Reproduce the lines of data from the one holding "search: orange chrysanthemum flower" through the end of the data, inclusive, keeping the requests as they are. Multiply every bounding box coordinate in the answers by 0.9 and round each result to a whole number, halves up.

--- Start Materials provided ---

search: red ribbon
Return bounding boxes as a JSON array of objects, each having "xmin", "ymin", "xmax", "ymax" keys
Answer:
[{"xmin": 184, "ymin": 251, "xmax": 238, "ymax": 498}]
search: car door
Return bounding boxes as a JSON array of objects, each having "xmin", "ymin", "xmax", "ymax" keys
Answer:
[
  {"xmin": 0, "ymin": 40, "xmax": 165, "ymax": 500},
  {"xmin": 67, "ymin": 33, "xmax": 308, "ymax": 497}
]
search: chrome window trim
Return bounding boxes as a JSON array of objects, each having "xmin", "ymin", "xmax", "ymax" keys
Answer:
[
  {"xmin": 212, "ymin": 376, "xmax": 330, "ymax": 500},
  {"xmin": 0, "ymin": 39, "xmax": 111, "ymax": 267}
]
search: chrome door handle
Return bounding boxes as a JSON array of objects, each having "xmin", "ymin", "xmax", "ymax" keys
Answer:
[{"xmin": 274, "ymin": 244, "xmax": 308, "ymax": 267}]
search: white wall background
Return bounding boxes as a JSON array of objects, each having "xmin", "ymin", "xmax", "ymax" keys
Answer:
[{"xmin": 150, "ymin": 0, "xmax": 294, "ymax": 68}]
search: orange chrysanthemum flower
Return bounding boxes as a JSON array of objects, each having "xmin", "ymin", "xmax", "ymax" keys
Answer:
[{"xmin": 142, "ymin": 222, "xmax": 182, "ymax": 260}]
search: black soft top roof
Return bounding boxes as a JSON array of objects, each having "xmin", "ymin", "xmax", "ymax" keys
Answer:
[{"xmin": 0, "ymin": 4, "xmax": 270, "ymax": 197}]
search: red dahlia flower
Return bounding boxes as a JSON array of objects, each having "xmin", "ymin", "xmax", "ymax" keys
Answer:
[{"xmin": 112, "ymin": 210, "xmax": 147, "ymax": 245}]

--- End Materials provided ---

Problem solution -
search: orange chrysanthemum flower
Return bounding boxes as a JSON array of objects, each having "xmin", "ymin", "xmax", "ymax" keys
Answer:
[{"xmin": 128, "ymin": 200, "xmax": 164, "ymax": 234}]
search: black soft top roof
Return bounding boxes as a JSON array of objects, each having "xmin", "ymin", "xmax", "ymax" keys
Answer:
[{"xmin": 0, "ymin": 4, "xmax": 243, "ymax": 177}]
search: red dahlia flower
Return bounding boxes as a JSON array of objects, each having "xmin", "ymin", "xmax", "ymax" keys
Answer:
[{"xmin": 101, "ymin": 189, "xmax": 132, "ymax": 221}]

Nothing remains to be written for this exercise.